Problem statement: Write out the whole listing exactly as it is written below.

Exercise data:
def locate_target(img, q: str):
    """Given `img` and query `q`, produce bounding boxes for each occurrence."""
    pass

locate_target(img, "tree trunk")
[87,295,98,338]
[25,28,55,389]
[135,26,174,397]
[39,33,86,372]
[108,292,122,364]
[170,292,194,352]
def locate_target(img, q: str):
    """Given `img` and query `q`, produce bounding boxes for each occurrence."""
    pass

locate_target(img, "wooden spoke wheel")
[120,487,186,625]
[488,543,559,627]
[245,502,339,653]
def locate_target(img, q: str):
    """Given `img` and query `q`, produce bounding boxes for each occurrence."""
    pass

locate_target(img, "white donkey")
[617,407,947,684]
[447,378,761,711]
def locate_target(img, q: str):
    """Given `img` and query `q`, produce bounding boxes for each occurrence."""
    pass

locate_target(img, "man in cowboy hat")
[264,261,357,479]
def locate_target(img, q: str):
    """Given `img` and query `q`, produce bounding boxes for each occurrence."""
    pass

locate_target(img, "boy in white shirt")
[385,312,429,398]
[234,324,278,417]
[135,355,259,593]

Completed task:
def locate_target(img, q: str):
    """Given `img` and query `q`, produce bounding boxes for each occurrence."""
    pass

locate_target(img, "tree trunk")
[87,295,98,338]
[25,28,55,389]
[135,26,174,397]
[39,33,86,372]
[108,292,122,364]
[170,292,194,352]
def locate_target(img, q: str):
    """Given `img` and query `q`, produce bounding boxes for each occurrence."""
    pass

locate_target(img, "wooden spoke wheel")
[120,487,186,625]
[488,543,559,627]
[245,502,339,653]
def locate_target(img, q: str):
    """Given `img` and query `q`, produce bounding boxes for each occurrence."""
    pass

locate_target(img, "white donkey")
[617,407,947,684]
[447,378,761,711]
def locate_target(img, q: str):
    """Given `img` and query `q`, produce bounding boxes for each occurrence."""
    pass

locate_target(img, "man in cowboy hat")
[264,261,357,479]
def locate_target(img, q: str):
    """Given `img` and query `q`, produce bounding boxes for each occurrence."""
    pass

locate_target(img, "boy in white shirt")
[385,312,429,398]
[234,324,278,417]
[135,355,259,593]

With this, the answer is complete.